--- Énoncé 1 ---
Présentez sous forme de liste numérotée les lignes des données, de celle qui contient « tire, reported as integer pixel coordinates. » jusqu'à la dernière, ces deux bornes comprises. Omettez les lignes vides.

Magali Vacherot/Flickr, CC BY-NC-SA

Christophe Benzitoun, Université de Lorraine

Depuis plusieurs semaines, un débat autour des traces de sexisme dans la langue française fait rage. Ce débat s’est centré autour d’un procédé appelé écriture inclusive dont l’objectif est « d’assurer une égalité des représentations entre les femmes et les hommes » dans la langue. La plupart de ses détracteurs et détractrices l’ont réduite au point pour marquer à la fois le masculin et le féminin (ex : étudiant·e·s). Au-delà de la polémique, ce débat a permis de montrer l’existence d’un large consensus sur la nécessité de faire évoluer les normes linguistiques. Et aussi d’illustrer les liens entre langue et politique. Parfois masqué sous une couche de mauvaise foi, à l’image de la circulaire prise par le premier ministre français.

--- Énoncé 2 ---
Recopiez mot pour mot le passage de l'extrait sur l'écriture inclusive, de « Depuis plusieurs semaines, un » à « premier ministre français. ».

--- Données présentées ---
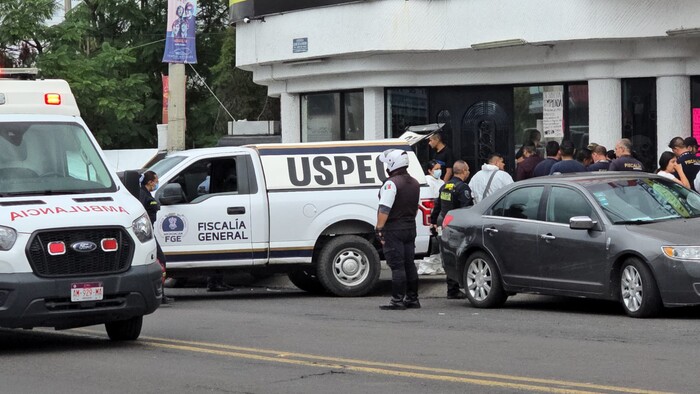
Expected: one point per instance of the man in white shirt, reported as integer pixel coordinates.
(490, 178)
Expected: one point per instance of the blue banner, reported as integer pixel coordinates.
(180, 39)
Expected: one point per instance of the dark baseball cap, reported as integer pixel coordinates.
(676, 142)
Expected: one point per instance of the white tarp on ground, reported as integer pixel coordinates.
(130, 159)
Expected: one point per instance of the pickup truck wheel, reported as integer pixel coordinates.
(125, 330)
(348, 266)
(306, 280)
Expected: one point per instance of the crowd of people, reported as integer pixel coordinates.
(448, 178)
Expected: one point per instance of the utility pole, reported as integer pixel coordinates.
(176, 107)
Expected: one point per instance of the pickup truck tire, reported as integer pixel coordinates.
(348, 266)
(125, 330)
(306, 280)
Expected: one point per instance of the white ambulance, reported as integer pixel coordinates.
(307, 209)
(76, 248)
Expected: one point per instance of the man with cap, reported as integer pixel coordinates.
(624, 160)
(692, 144)
(686, 158)
(396, 229)
(600, 159)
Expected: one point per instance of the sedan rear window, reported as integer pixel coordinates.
(644, 200)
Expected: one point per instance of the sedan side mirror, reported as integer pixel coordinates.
(171, 194)
(582, 223)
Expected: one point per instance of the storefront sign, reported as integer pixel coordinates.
(553, 115)
(696, 123)
(300, 45)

--- Résultat obtenu 1 ---
1. Expected: one point per instance of the pickup truck tire, reported as integer pixel coordinates.
2. (348, 266)
3. (125, 330)
4. (306, 280)
5. Expected: one point per instance of the white ambulance, reported as integer pixel coordinates.
6. (307, 209)
7. (76, 248)
8. Expected: one point per instance of the man with cap, reported as integer pixel coordinates.
9. (624, 160)
10. (692, 144)
11. (686, 158)
12. (396, 229)
13. (600, 159)
14. Expected: one point per instance of the sedan rear window, reported as integer pixel coordinates.
15. (644, 200)
16. Expected: one point per instance of the sedan side mirror, reported as integer pixel coordinates.
17. (171, 194)
18. (582, 223)
19. Expected: one point per instance of the storefront sign, reported as integer pixel coordinates.
20. (553, 115)
21. (696, 123)
22. (300, 45)

--- Résultat obtenu 2 ---
Depuis plusieurs semaines, un débat autour des traces de sexisme dans la langue française fait rage. Ce débat s’est centré autour d’un procédé appelé écriture inclusive dont l’objectif est « d’assurer une égalité des représentations entre les femmes et les hommes » dans la langue. La plupart de ses détracteurs et détractrices l’ont réduite au point pour marquer à la fois le masculin et le féminin (ex : étudiant·e·s). Au-delà de la polémique, ce débat a permis de montrer l’existence d’un large consensus sur la nécessité de faire évoluer les normes linguistiques. Et aussi d’illustrer les liens entre langue et politique. Parfois masqué sous une couche de mauvaise foi, à l’image de la circulaire prise par le premier ministre français.